Today, many homosexuals are “out of the closet” in Europe, the US, and even developing countries—getting legally married to their same-sex partners and championing the cause of same-sex marriage around the world. According to the 2021 US Census, there were 1.2 million same-sex couple households in the United States. And according to the Pew Research Center, in Spain, where same-sex marriage has been legal since 2005, 3.4 percent of the 148,588 marriages registered in 2021 were same-sex – the highest share among the countries and territories for which data is available.
Although there is no doubt that popular culture, television and the internet have played a big role in helping gay people come out of the closet and head towards the altar in contemporary times, various types of same-sex unions have existed in different cultures— China, Mesopotamia, ancient Greece and Rome—for centuries. They have ranged from informal, unsanctioned, and temporary relationships to highly ritualized unions that included marriage. In 2400 BC, Khnumhotep and Niankhkhnum, two royal Egyptian servants, became the first same-sex couple in recorded history. In ancient Rome, the Child Emperor Elagabalus referred to his chariot driver, a blonde slave from Caria named Hierocles, as his husband. He also married an athlete named Zoticus in a lavish public ceremony in Rome amidst the rejoicings of the citizens. There are other records too of same-sex marriage dating back to the first century AD. A marriage between two men Pedro Díaz and Muño Vandilaz in the Galician municipality of Rairiz de Veiga in Spain was recorded on 16 April 1061. They were married by a priest at a small chapel. Historic documents about the church wedding were found at the Monastery of San Salvador de Celanova.
==============================
AIM OF THE EXERCISE:
Can you copy the passage on same-sex marriage word for word, from "Today, many homosexuals" to "data is available."?

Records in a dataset
==============================
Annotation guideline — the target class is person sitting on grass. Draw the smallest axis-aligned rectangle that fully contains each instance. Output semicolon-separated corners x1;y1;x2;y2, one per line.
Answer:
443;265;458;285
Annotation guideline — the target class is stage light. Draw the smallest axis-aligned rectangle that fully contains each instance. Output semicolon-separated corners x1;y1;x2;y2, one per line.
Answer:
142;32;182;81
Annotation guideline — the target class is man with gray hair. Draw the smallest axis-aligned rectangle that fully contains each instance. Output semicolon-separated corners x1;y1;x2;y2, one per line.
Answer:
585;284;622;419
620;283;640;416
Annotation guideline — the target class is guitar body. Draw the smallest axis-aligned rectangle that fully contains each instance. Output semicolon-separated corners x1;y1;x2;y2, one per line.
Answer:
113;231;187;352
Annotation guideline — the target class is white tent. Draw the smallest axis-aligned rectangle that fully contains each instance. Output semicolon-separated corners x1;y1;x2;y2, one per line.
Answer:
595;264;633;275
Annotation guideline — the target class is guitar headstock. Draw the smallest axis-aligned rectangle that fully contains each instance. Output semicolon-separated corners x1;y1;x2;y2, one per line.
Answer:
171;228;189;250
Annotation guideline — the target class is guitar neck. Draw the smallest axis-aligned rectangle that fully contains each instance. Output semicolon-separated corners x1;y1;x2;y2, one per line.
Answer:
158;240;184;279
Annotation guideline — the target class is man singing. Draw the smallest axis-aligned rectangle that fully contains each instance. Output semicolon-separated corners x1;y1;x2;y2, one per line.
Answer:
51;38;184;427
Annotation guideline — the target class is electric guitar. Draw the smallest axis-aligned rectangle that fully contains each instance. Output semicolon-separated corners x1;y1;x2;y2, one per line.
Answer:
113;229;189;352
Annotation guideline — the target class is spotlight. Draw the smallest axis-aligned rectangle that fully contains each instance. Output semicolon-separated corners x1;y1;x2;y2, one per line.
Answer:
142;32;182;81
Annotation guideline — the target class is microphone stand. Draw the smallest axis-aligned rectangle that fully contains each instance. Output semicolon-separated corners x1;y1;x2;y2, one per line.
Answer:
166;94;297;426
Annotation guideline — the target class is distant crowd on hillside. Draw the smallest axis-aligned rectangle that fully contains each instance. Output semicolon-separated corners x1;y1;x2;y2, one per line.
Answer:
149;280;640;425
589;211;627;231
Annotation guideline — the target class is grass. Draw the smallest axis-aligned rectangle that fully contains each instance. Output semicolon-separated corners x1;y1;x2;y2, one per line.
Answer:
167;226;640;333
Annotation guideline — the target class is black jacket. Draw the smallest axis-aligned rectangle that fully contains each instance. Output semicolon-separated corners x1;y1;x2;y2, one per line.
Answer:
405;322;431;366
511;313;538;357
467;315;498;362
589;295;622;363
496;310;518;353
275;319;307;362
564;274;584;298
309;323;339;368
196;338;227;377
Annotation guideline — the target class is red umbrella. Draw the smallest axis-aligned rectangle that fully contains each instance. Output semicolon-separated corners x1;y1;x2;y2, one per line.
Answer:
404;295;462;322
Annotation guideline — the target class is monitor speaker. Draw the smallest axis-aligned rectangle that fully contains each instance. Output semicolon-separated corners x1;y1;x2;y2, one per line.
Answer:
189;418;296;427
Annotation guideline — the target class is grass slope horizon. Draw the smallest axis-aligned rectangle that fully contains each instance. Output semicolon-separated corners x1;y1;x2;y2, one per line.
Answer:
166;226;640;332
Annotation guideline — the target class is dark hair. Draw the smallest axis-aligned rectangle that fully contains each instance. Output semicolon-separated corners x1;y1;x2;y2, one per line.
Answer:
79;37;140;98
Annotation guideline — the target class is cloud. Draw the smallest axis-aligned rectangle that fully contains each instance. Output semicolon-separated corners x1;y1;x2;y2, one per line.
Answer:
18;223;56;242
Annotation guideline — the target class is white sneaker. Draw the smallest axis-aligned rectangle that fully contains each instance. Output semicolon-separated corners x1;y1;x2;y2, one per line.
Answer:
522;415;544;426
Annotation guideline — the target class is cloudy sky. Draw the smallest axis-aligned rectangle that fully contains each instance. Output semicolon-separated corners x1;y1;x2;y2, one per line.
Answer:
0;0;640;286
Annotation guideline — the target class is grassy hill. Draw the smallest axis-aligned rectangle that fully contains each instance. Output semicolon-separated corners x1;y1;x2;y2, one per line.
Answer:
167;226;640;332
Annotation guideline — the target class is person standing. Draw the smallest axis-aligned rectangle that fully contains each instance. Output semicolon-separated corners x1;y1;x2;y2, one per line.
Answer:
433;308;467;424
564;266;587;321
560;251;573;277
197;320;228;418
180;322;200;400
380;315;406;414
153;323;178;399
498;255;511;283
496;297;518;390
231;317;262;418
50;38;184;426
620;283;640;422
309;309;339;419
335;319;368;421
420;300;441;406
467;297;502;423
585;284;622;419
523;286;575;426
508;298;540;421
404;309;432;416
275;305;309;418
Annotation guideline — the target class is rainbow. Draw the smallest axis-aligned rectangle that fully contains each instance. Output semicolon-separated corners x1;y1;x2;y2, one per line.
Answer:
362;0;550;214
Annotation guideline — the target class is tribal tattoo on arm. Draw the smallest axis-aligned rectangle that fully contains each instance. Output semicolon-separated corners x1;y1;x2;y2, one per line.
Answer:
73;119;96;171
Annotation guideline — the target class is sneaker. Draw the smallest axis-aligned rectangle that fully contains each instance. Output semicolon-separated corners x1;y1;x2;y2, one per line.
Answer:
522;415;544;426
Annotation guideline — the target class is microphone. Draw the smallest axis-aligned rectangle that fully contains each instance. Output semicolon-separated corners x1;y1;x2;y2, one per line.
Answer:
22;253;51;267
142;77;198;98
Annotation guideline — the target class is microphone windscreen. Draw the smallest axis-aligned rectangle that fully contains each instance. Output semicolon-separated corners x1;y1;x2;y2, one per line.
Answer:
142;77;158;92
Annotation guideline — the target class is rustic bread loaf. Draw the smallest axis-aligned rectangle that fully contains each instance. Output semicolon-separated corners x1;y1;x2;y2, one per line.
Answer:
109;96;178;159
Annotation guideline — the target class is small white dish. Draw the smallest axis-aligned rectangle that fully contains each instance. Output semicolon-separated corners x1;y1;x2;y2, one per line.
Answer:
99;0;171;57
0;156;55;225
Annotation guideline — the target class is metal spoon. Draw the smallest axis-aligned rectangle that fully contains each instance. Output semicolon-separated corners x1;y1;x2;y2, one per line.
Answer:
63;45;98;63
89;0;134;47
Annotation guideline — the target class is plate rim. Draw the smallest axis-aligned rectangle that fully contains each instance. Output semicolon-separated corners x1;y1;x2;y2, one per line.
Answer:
==============================
YOUR SOLUTION:
Today, many homosexuals are “out of the closet” in Europe, the US, and even developing countries—getting legally married to their same-sex partners and championing the cause of same-sex marriage around the world. According to the 2021 US Census, there were 1.2 million same-sex couple households in the United States. And according to the Pew Research Center, in Spain, where same-sex marriage has been legal since 2005, 3.4 percent of the 148,588 marriages registered in 2021 were same-sex – the highest share among the countries and territories for which data is available.